* _The records_
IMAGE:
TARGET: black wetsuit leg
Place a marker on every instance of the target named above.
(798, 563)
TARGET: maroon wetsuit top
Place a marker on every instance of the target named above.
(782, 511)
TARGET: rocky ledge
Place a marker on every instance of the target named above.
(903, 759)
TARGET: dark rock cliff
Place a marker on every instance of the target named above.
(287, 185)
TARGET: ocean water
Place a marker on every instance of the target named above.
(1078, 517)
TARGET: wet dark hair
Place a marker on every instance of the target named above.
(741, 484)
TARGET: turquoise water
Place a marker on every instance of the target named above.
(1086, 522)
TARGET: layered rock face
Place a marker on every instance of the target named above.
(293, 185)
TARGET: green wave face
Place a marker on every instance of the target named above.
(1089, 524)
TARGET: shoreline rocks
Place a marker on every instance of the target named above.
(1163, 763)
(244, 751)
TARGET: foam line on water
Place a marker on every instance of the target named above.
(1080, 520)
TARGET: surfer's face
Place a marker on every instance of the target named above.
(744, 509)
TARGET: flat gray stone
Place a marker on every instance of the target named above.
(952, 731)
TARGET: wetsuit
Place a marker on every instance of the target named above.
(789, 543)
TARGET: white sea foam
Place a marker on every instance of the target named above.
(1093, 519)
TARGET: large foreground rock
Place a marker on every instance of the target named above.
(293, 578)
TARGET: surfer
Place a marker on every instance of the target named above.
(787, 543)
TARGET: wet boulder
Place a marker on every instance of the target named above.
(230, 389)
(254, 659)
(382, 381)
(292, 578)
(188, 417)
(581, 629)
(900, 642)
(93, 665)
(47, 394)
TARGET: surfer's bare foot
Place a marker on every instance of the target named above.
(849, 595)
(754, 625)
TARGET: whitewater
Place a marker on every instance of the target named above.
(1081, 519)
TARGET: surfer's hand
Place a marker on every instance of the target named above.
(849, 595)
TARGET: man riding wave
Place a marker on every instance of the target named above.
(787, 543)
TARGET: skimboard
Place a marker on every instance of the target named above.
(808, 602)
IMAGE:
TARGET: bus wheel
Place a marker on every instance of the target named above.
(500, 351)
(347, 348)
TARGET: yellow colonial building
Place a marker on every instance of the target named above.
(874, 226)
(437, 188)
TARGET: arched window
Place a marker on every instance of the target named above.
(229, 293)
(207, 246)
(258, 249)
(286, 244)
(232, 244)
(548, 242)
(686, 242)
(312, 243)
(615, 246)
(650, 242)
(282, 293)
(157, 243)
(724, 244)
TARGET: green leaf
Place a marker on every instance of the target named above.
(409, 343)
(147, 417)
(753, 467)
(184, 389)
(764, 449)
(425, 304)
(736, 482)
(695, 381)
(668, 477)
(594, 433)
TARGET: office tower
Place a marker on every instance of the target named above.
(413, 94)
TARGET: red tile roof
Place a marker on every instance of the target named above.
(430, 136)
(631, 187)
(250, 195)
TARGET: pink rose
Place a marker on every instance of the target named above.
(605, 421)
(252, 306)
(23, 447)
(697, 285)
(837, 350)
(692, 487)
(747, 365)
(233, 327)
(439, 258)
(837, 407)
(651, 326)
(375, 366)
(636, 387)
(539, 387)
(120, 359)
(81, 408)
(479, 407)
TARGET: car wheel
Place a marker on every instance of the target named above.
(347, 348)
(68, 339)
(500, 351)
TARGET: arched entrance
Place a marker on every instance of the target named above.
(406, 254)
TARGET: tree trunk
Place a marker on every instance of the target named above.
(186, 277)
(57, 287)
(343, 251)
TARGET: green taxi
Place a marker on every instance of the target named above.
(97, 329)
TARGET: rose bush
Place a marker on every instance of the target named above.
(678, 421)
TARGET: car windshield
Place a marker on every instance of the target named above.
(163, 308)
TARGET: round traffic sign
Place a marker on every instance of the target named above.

* _Set problem_
Please reproduce all of the data above, line for line and without any changes.

* _Problem solution_
IMAGE:
TARGET: black wetsuit leg
Place a marker on every instance of the target named above.
(798, 563)
TARGET: maroon wetsuit top
Place a marker on every instance of the target named above.
(782, 511)
TARGET: rocky ledge
Place a marker on every instance of the target named above.
(903, 759)
TARGET: dark rock cliff
Place a marker on every instance of the target named above.
(287, 185)
TARGET: ocean water
Place a marker on every instance of the target named above.
(1078, 517)
TARGET: wet dark hair
Place a marker on every instance of the target named above.
(741, 484)
TARGET: turquoise water
Place a marker on every instance of the target named above.
(1086, 522)
TARGET: layered rock face
Place a marker on every instance of the target named above.
(293, 185)
TARGET: green wave face
Place a marker on every instance of the target named above.
(1089, 524)
TARGET: shoreline rocks
Place a marker on every instance of the target named above.
(1163, 763)
(244, 751)
TARGET: foam line on water
Place a marker on every instance of the target named above.
(1080, 520)
TARGET: surfer's face
Place a marker on every instance of the target named above.
(744, 509)
TARGET: flat gray stone
Place a marker on every instance of the target named above.
(952, 731)
TARGET: wetsuit
Place a marker on every instance of the target named above.
(789, 543)
TARGET: white sea foam
Place a marker on every instance of the target named above.
(1093, 519)
TARGET: large foreground rock
Place a marker on every instance of the target named above.
(293, 578)
TARGET: surfer
Place a marker on every instance of the target named above.
(787, 543)
TARGET: wet boulder
Place a marker on every instance of the target named above.
(230, 389)
(254, 659)
(382, 381)
(292, 578)
(188, 417)
(581, 629)
(900, 642)
(93, 665)
(47, 394)
TARGET: surfer's bare foot
Place a marker on every instance of the target named above.
(849, 595)
(754, 625)
TARGET: whitewater
Place a marker on every instance of the target named above.
(1081, 519)
TARGET: surfer's hand
Place a marker on every instance of the target named above.
(849, 595)
TARGET: man riding wave
Place a marker on every instance of the target named above.
(787, 543)
TARGET: skimboard
Place a marker on every instance of the target named above.
(808, 602)
IMAGE:
TARGET: bus wheel
Place a marker on every instance of the target named above.
(500, 351)
(347, 348)
TARGET: yellow colonial building
Place a marker on every instance of the target named above.
(874, 226)
(437, 188)
TARGET: arched window
Place a marker on every instance of the target named above.
(229, 293)
(207, 246)
(258, 249)
(286, 244)
(232, 244)
(548, 242)
(686, 242)
(312, 243)
(615, 246)
(650, 242)
(282, 293)
(157, 243)
(724, 244)
TARGET: green leaf
Place a marker on every instance of the target named above.
(409, 343)
(147, 417)
(753, 467)
(184, 389)
(764, 449)
(425, 304)
(736, 482)
(695, 381)
(668, 477)
(594, 433)
TARGET: office tower
Place a marker on every instance of the target named above.
(413, 94)
TARGET: red tile roof
Place a marker on every instance of the target named above.
(430, 136)
(631, 187)
(250, 195)
TARGET: pink rose
Place a marker on every instance of the target named above.
(605, 421)
(252, 306)
(23, 447)
(697, 285)
(837, 350)
(692, 487)
(747, 365)
(233, 327)
(439, 258)
(837, 407)
(651, 326)
(375, 366)
(636, 387)
(539, 387)
(120, 359)
(81, 408)
(479, 407)
TARGET: car wheel
Place a marker on every instance of the target named above.
(347, 348)
(68, 339)
(500, 351)
TARGET: arched entrance
Place a marker on every instance of the target named above.
(406, 254)
TARGET: tree trunk
Place a marker on every instance of the target named above.
(186, 277)
(57, 287)
(343, 251)
TARGET: green taxi
Place a marker on every instance of the target named above.
(97, 329)
TARGET: rose bush
Place a marker on every instance of the target named above.
(678, 421)
TARGET: car windshield
Place a marker on every instance of the target named above.
(163, 308)
TARGET: round traffic sign
Place a marker on every instance of the target named above.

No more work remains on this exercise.